WRITTEN EXERCISE:
Can you rewrite the stretch of material from its first line through the line containing "pixel 615 16", both ends included, as a JSON list of strings with one string per line and blank lines left out?

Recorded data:
━━━━━━━━━━━━━━━━━━━━━━━━━━━━━━

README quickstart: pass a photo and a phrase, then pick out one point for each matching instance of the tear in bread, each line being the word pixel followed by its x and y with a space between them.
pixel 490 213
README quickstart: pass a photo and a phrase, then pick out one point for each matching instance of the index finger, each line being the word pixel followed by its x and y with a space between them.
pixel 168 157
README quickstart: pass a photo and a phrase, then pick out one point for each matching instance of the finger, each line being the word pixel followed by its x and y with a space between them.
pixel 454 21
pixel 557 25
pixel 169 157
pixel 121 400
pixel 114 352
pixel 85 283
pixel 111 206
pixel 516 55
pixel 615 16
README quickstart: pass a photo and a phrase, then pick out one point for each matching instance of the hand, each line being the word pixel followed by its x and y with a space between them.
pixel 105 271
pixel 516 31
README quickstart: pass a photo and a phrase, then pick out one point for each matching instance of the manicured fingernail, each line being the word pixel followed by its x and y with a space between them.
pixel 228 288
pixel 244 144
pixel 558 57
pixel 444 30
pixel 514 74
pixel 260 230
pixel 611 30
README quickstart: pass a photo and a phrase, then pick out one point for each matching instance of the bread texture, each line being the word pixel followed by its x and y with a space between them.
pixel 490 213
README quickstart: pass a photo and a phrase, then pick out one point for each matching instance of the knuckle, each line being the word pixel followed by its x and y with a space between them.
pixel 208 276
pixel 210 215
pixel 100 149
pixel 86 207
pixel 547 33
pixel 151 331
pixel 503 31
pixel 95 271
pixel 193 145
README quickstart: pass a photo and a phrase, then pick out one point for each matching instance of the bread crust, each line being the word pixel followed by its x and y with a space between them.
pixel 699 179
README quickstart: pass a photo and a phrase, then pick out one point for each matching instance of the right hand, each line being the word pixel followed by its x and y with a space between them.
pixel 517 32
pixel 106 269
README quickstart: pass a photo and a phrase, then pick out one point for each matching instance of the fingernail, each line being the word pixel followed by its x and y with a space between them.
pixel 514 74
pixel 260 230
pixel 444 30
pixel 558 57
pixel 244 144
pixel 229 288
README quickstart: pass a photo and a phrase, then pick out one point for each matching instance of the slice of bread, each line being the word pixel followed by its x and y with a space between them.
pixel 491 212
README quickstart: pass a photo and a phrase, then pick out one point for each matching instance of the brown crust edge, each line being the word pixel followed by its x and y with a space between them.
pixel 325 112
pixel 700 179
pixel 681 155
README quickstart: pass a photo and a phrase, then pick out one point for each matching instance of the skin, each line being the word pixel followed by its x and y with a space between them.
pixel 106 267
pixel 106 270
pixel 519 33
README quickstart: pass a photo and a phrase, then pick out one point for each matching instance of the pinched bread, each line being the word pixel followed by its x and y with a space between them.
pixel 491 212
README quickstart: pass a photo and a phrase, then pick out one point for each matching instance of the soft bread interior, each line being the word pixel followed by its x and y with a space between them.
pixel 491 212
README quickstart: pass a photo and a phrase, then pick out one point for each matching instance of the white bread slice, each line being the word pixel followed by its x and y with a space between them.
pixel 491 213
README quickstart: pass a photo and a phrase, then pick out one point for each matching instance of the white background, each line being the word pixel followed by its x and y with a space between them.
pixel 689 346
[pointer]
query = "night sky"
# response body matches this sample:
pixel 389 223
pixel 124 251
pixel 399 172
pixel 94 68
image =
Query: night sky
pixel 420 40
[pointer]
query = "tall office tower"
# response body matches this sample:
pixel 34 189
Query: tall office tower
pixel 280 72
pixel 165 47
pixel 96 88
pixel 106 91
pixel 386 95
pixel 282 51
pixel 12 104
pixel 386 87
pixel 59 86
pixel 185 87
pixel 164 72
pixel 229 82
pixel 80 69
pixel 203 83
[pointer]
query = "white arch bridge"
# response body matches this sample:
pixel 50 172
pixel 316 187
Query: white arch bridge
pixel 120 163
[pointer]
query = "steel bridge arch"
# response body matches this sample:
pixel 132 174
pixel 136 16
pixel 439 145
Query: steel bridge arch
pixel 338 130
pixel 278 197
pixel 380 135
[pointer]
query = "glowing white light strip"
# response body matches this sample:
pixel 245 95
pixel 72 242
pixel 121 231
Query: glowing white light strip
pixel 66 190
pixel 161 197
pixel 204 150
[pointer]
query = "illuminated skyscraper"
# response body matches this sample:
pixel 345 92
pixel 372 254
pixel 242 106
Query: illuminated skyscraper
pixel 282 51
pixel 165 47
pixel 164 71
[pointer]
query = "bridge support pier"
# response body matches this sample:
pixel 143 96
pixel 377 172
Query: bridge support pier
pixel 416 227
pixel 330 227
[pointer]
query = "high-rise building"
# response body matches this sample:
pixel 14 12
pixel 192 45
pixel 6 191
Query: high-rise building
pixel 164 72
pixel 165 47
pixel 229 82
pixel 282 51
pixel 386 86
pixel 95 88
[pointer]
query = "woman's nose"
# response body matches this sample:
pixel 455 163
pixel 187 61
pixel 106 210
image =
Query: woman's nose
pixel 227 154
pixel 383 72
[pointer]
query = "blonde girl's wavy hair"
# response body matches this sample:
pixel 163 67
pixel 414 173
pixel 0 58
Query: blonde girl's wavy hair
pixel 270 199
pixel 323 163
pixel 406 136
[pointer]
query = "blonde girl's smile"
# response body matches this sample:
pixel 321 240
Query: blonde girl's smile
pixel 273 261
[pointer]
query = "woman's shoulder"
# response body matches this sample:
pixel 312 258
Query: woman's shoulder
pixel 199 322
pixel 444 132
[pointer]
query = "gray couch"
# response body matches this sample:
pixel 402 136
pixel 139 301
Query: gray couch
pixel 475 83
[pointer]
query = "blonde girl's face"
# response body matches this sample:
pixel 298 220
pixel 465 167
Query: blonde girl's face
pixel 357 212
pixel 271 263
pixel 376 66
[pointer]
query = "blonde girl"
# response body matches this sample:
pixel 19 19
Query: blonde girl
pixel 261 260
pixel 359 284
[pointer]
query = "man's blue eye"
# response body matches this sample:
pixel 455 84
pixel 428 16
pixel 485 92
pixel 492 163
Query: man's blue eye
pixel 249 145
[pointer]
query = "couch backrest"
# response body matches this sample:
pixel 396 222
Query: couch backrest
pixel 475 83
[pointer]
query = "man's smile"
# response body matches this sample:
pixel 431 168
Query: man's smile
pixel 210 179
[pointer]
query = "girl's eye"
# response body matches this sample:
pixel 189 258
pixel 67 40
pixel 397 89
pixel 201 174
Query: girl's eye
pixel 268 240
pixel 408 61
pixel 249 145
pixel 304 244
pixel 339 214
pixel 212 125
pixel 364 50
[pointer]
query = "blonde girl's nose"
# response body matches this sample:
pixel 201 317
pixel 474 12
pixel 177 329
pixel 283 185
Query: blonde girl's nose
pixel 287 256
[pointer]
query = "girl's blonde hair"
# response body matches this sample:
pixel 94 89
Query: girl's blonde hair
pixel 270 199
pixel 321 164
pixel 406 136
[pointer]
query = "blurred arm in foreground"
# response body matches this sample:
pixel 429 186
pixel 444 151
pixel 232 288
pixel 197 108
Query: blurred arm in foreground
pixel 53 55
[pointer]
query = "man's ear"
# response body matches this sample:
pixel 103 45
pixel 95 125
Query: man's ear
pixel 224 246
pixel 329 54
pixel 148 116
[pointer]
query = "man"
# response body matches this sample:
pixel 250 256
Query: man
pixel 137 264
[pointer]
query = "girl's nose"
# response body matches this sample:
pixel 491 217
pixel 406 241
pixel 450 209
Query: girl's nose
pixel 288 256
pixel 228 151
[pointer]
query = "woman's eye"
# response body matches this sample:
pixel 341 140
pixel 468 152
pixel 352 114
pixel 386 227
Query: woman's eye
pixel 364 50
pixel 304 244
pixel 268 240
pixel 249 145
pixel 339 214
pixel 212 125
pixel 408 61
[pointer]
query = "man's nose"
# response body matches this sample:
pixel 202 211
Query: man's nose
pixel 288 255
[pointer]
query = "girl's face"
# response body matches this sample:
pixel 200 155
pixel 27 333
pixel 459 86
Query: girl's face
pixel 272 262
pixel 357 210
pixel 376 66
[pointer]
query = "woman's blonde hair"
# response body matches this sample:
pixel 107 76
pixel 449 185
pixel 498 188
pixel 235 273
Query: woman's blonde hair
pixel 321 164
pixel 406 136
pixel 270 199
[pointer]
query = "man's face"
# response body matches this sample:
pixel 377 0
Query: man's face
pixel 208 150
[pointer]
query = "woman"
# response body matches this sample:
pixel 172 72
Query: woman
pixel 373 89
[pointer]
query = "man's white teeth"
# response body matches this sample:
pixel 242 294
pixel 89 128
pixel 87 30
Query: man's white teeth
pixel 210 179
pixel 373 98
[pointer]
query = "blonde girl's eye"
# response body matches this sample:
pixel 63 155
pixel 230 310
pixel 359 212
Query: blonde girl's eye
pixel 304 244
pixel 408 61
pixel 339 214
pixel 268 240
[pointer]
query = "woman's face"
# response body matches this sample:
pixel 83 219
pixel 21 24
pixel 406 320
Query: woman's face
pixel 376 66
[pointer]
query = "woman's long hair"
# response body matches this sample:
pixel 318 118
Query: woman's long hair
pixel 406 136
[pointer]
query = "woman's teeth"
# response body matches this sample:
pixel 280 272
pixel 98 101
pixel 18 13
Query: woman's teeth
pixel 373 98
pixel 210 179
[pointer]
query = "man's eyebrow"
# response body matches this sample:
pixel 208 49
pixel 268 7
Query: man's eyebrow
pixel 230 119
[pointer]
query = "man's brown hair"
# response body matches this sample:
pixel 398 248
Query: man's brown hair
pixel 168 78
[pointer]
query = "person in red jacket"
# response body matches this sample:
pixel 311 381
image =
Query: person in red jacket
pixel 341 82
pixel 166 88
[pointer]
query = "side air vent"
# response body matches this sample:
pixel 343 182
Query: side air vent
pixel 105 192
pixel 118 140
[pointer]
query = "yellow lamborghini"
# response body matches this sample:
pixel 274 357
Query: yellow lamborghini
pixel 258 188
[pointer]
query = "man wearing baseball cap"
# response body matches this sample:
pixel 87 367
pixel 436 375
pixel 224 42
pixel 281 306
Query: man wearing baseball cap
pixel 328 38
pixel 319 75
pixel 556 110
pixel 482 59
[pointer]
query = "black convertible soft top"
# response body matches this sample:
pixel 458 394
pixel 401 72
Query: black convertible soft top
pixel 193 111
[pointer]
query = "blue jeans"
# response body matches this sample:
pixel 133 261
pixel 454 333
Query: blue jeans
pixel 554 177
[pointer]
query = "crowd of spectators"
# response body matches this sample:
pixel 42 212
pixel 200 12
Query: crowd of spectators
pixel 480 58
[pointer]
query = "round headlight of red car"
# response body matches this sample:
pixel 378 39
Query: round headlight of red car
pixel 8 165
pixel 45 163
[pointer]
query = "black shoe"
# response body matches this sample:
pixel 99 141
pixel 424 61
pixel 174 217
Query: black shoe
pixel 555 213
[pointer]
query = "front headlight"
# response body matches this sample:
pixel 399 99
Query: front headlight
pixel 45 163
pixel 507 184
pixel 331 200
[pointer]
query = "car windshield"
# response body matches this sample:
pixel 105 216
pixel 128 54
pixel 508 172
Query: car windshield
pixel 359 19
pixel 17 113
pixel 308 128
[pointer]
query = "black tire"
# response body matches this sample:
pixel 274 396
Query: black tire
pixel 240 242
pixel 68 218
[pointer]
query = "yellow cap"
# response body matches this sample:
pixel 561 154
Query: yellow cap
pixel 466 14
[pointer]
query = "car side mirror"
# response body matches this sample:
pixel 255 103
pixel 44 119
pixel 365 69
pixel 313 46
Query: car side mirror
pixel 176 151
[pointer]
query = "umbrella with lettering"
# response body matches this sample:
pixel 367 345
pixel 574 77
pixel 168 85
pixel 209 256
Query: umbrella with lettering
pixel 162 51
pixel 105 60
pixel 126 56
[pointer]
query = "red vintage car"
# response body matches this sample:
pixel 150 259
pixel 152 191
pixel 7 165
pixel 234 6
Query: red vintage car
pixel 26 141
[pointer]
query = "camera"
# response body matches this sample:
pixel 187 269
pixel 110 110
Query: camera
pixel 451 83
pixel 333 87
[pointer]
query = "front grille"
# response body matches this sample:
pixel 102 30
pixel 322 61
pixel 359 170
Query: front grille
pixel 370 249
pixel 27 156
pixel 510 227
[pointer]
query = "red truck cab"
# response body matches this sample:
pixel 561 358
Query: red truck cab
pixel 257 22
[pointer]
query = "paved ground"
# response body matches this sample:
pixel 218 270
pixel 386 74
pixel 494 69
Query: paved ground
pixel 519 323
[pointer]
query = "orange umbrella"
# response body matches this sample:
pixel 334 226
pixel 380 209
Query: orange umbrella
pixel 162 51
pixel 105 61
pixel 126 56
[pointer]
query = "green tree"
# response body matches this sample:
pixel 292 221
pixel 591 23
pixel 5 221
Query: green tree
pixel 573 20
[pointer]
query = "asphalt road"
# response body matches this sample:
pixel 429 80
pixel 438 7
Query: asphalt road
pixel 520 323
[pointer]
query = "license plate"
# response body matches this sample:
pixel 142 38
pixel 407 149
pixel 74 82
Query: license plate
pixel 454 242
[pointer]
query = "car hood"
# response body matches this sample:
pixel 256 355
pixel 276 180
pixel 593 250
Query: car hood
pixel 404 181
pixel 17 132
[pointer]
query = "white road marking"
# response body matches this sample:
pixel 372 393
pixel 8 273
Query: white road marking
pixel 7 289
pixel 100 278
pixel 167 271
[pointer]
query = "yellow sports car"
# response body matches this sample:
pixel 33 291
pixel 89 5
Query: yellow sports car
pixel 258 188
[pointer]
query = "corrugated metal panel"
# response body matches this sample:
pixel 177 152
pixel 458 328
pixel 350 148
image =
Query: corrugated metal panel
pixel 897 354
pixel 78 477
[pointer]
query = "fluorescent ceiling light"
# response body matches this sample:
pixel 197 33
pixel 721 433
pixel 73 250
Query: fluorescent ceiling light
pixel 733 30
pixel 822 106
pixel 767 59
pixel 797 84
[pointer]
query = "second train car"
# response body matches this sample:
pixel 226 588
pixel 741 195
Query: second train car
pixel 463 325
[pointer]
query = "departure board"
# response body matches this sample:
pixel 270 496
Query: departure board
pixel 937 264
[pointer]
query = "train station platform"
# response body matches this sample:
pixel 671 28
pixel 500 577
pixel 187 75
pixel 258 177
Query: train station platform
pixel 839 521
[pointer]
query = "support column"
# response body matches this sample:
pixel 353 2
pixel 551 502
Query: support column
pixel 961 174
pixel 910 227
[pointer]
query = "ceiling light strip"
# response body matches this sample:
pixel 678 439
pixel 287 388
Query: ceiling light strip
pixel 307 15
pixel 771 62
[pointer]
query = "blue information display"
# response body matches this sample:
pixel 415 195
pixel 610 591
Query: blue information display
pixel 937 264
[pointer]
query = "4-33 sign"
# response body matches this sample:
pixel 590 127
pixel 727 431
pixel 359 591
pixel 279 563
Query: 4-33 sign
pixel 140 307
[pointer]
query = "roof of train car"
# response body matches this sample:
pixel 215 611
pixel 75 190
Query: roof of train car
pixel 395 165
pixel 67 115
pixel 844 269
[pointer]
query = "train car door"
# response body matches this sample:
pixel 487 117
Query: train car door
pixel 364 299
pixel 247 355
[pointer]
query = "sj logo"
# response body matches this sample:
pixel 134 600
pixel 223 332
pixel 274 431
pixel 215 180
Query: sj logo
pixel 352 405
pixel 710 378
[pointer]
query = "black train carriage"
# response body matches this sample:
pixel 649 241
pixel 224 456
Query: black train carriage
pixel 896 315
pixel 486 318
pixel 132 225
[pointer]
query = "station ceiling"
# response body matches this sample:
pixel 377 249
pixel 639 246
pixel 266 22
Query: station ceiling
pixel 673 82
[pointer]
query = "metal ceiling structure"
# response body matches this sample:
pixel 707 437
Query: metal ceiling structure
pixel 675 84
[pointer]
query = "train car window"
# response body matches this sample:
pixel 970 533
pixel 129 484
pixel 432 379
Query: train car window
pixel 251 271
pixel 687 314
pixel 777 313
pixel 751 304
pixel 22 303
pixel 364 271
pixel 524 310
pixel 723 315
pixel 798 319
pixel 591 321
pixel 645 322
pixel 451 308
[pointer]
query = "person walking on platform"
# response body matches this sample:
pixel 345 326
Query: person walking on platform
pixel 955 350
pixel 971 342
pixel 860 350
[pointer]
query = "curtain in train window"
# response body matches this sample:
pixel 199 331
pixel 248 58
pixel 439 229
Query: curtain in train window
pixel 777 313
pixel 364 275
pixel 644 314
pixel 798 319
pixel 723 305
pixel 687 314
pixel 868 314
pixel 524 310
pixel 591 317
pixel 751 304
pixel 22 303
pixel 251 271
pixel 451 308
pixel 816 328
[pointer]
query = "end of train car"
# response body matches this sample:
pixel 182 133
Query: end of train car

━━━━━━━━━━━━━━━━━━━━━━━━━━━━━━

WRITTEN ANSWER:
[
  "README quickstart: pass a photo and a phrase, then pick out one point for each matching instance of the tear in bread, each line being the word pixel followed by its x and y with a space between them.",
  "pixel 490 213",
  "README quickstart: pass a photo and a phrase, then pick out one point for each matching instance of the index finger, each line being the word pixel followed by its x and y with a space between them.",
  "pixel 168 157",
  "README quickstart: pass a photo and a phrase, then pick out one point for each matching instance of the finger, each line being the word pixel followed by its x and y with a space between them.",
  "pixel 454 21",
  "pixel 557 25",
  "pixel 169 157",
  "pixel 121 400",
  "pixel 114 352",
  "pixel 85 283",
  "pixel 111 206",
  "pixel 516 55",
  "pixel 615 16"
]